Set exercise 1 — Translate this sentence from the mailing list message below into German: "Whether QEMU changed the CPU for existing machines, or only for new machines is actually not the core problem."
Set exercise 2 — Gather every line of the entries below that contains the string "plaza".

Supplied passage —
+ + + + + + +

Re: [Qemu-devel] [PATCH 0/2] target-i386: "custom" CPU model + script to

qemu-devel

[Date Prev][Date Next][Thread Prev][Thread Next][Date Index][Thread Index]

Re: [Qemu-devel] [PATCH 0/2] target-i386: "custom" CPU model + script to

From:	Andreas Färber
Subject:	Re: [Qemu-devel] [PATCH 0/2] target-i386: "custom" CPU model + script to dump existing CPU models
Date:	Tue, 23 Jun 2015 21:41:51 +0200
User-agent:	Mozilla/5.0 (X11; Linux x86_64; rv:31.0) Gecko/20100101 Thunderbird/31.7.0

Am 23.06.2015 um 21:25 schrieb Eduardo Habkost:
> On Tue, Jun 23, 2015 at 08:35:54PM +0200, Andreas Färber wrote:
>> Am 23.06.2015 um 19:39 schrieb Eduardo Habkost:
>>> On Tue, Jun 23, 2015 at 07:18:06PM +0200, Andreas Färber wrote:
>>>> Am 23.06.2015 um 19:08 schrieb Eduardo Habkost:
>>>>> On Tue, Jun 23, 2015 at 06:44:57PM +0200, Andreas Färber wrote:
>>>>>> Am 23.06.2015 um 18:38 schrieb Eduardo Habkost:
>>>>>>> On Tue, Jun 23, 2015 at 06:33:05PM +0200, Michael S. Tsirkin wrote:
>>>>>>>> On Tue, Jun 23, 2015 at 05:25:55PM +0100, Daniel P. Berrange wrote:
>>>>>>>>> Whether QEMU changed the CPU for existing machines, or only for new
>>>>>>>>> machines is actually not the core problem. Even if we only changed
>>>>>>>>> the CPU in new machines that would still be an unsatisfactory 
>>>>>>>>> situation
>>>>>>>>> because we want to be able to be able to access different versions of
>>>>>>>>> the CPU without the machine type changing, and access different 
>>>>>>>>> versions
>>>>>>>>> of the machine type, without the CPU changing. IOW it is the fact 
>>>>>>>>> that the
>>>>>>>>> changes in CPU are tied to changes in machine type that is the core
>>>>>>>>> problem.

+ + + + + + +

Extracted entries —
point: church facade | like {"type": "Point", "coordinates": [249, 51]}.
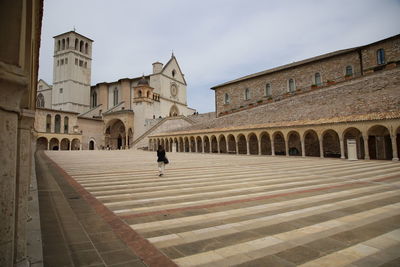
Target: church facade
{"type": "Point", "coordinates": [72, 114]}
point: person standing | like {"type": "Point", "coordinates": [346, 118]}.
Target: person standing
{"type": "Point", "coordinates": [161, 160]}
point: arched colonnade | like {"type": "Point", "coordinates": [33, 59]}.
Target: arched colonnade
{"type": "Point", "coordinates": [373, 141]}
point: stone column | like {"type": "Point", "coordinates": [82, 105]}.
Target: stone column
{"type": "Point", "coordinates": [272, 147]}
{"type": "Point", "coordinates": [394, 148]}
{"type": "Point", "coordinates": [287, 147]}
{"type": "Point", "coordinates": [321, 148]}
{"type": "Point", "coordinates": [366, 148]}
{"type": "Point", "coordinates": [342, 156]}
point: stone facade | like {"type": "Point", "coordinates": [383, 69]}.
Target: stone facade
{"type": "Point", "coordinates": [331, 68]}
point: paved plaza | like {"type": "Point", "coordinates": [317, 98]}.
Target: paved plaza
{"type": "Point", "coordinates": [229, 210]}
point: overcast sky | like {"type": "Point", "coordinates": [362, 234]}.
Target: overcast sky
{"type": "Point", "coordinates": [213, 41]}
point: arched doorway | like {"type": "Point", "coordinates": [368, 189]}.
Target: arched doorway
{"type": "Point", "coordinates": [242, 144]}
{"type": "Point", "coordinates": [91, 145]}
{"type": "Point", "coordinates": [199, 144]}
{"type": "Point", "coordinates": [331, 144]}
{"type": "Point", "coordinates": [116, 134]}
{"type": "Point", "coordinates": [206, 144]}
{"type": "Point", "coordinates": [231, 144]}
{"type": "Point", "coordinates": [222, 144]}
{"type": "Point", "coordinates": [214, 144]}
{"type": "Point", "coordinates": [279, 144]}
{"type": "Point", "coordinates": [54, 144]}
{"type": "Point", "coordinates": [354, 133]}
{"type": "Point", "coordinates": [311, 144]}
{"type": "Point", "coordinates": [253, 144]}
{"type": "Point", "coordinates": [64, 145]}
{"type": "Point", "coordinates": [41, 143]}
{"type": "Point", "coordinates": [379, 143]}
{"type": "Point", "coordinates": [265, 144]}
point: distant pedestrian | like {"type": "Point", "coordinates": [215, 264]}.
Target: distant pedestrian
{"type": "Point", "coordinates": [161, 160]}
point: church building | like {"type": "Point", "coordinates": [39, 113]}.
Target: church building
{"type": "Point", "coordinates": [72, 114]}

+ + + + + + +

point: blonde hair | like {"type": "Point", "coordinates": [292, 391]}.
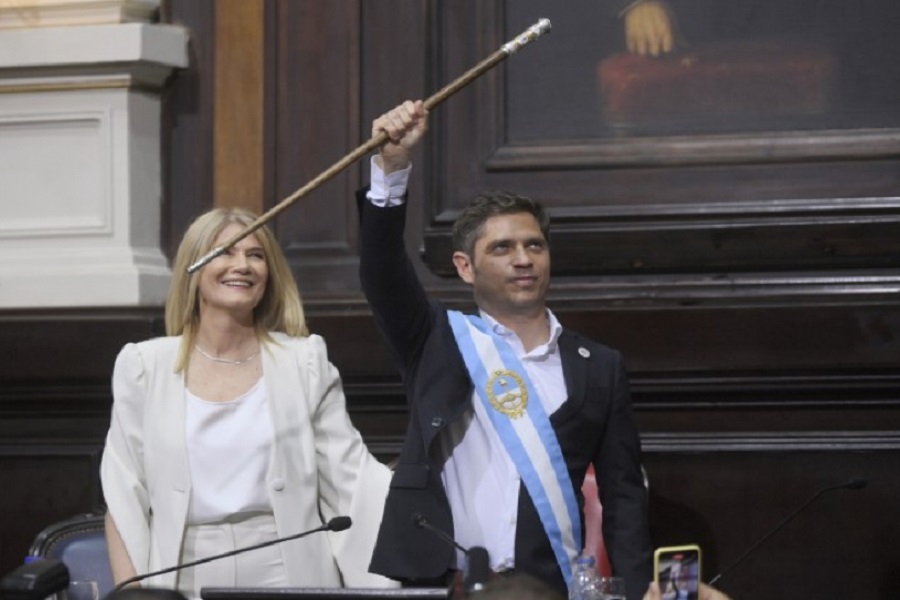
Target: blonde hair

+ + + + + + +

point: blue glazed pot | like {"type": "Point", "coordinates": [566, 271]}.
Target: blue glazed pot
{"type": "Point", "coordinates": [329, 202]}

+ + + + + + +

Complete output 1 — Ob QEMU die CPU für bestehende Maschinen oder nur für neue Maschinen geändert hat, ist eigentlich nicht das Kernproblem.

Complete output 2 —
point: paved plaza | like {"type": "Point", "coordinates": [317, 98]}.
Target: paved plaza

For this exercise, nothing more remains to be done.